→ Texte retenu:
-=-=-=-=-

Pourquoi
s’embêter à rédiger soi-même un billet
sur l’éviction brutale d’Alain Veinstein de son émission sur France
Culture
alors que George WF Weaver, sur son blog en avait fait un qui résumait
parfaitement la situation ? Le
voici in extenso avec sa permission, précédé d’un appel à pétition dont
George est également à l'origine...
Mise à jour du 9 juillet : Si l'émission n'a pas été diffusée sur les ondes de France Culture, sa direction a néanmoins choisi de la mettre à la disposition de l'auditeur sur son site avec une "justification" de la part de celle-ci. Vous pouvez donc l'écouter ici.
Auditeurs
de France Culture depuis plusieurs années, nous sommes de plus en plus
consternés par la baisse régulière du niveau de cette chaîne, qui ne
produit
quasiment plus de culture radiophonique ni ne s'attache à recueillir
les
témoignages de grands acteurs de la culture du siècle présent ou passé
mais se
borne, au mieux, à faire la promotion de spectacles culturels ou
d'ouvrages
littéraires liés à l'actualité, en réduisant l’essentiel de ses
programmes à
de simple entretiens dépourvus d'intérêt autre que
conjoncturel.
L'un
des derniers artisans de l'âge d'or de France Culture (des années
soixante-dix
à la fin des années quatre-vingt-dix), qui n'avait pas peu contribué à
forger
l'esprit vivifiant et créatif de cette époque, vient d'être
"remercié" sans ménagements par la direction de France Culture : il
s'agit d'Alain Veinstein, encore producteur de l'émission "Du jour au
lendemain" (minuit-minuit trente en semaine), qui en 2009 s'était déjà
vu
sèchement signifier la suppression de sa tranche 22h-minuit, "Surpris
par
la nuit" (anciennement "Nuits magnétiques", depuis 1979).
Certes,
"Du jour au lendemain" est une émission consacrée à l'actualité
littéraire, mais ce n'est jamais celle des têtes de gondoles, et
surtout la
manière inimitable dont Alain Veinstein conduit ses entretiens
— tout en
suggestions feutrées et n'hésitant pas à laisser grande part aux
silences
productifs de l'interlocuteur — en fait un exercice de création de
haute
voltige à part entière.
Prenant
acte de cette décision unilatérale, justifiée selon la direction de la
chaîne
par la nécessité de laisser la place aux jeunes générations, Alain
Veinstein
avait décidé de conduire seul sa dernière émission, dans la nuit du 4
au 5
juillet 2014.
Las
! Une heure avant la diffusion, un mail du directeur de la station,
Olivier
Poivre d'Arvor, a averti le producteur que son enregistrement ne serait
pas
diffusé — et de fait il fut remplacé par la rediffusion d'un
numéro
consacré au prix Goncourt 2013, sans aucun égard ni prévention à
l'endroit des
auditeurs déjà prévenus de cette émission testamentaire.

-=-=-=-=-

→ Enregistrements de jeu de données sur l'emplacement d'objets:
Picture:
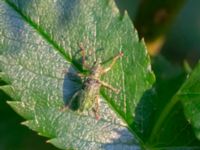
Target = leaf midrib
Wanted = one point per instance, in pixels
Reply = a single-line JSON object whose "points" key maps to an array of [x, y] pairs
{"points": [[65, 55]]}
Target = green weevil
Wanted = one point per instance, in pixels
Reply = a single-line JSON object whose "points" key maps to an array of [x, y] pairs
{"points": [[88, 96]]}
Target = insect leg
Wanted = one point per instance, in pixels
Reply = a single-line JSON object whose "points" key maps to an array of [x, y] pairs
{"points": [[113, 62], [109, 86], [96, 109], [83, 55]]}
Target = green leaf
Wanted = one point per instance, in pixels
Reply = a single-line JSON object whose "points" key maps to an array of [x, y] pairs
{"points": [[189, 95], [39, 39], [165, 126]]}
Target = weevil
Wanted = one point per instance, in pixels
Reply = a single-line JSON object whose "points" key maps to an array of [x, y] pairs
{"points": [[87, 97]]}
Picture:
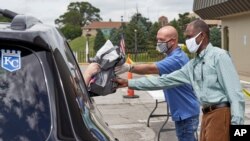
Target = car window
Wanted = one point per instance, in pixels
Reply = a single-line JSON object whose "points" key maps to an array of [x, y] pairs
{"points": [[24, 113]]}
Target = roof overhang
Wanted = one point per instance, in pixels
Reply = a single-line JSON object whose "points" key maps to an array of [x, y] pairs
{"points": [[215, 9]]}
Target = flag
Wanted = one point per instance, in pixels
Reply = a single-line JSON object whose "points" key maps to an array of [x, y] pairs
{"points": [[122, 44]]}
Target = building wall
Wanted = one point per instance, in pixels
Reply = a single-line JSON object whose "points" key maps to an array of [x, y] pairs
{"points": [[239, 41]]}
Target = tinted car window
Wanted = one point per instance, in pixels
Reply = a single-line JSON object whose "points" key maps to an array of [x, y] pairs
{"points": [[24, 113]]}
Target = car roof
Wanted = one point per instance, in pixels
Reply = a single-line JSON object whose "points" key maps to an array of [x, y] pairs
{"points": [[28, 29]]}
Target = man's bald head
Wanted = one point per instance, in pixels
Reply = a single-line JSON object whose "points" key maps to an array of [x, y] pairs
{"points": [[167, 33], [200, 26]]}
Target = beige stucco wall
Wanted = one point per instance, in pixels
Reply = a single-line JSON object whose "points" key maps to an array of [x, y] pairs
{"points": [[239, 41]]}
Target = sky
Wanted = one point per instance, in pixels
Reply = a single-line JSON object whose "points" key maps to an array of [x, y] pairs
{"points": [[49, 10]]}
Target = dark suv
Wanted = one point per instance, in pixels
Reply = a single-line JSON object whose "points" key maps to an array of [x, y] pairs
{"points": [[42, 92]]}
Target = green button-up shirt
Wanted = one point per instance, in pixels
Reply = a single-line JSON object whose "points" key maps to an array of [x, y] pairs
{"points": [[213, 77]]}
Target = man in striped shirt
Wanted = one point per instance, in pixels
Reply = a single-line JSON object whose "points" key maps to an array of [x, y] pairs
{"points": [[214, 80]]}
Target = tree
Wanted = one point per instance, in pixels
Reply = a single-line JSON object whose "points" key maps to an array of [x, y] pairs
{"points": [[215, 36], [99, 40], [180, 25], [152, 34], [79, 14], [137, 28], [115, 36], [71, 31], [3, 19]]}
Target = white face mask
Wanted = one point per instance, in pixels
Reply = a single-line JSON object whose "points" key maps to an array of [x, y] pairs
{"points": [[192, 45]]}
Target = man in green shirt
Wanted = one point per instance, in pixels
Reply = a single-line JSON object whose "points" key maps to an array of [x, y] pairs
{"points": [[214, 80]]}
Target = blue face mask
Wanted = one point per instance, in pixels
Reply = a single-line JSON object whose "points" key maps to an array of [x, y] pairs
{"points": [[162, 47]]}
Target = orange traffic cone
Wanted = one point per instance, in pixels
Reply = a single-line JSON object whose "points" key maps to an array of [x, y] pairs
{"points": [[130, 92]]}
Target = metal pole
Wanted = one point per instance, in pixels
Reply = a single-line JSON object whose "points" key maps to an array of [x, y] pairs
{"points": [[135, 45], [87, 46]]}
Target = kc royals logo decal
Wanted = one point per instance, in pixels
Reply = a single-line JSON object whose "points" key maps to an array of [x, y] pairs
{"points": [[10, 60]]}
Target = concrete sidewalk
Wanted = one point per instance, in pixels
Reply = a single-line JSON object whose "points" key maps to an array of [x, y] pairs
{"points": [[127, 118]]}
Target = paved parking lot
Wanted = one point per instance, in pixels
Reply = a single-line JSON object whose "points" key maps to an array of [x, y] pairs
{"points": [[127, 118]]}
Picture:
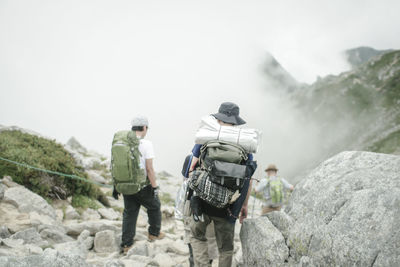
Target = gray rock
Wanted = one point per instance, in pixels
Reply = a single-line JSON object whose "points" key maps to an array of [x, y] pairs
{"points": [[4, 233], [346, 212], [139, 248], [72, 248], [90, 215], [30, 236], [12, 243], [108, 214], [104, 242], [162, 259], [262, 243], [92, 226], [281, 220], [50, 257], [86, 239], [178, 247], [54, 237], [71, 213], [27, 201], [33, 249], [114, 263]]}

-=-=-=-=-

→ Exercice 1: Recopiez le passage du billet qui s'ouvre sur les mots « Mise à jour » et se clôt sur « donc l'écouter ici. », en y remplaçant « site » par « portail ».
→ Exercice 2: Affichez toutes les lignes du listing qui contiennent la chaîne « window », en tenant compte de la casse.

→ Réponse complète 1:
Mise à jour du 9 juillet : Si l'émission n'a pas été diffusée sur les ondes de France Culture, sa direction a néanmoins choisi de la mettre à la disposition de l'auditeur sur son portail avec une "justification" de la part de celle-ci. Vous pouvez donc l'écouter ici.

→ Réponse complète 2:
Target = car window
Target = tinted car window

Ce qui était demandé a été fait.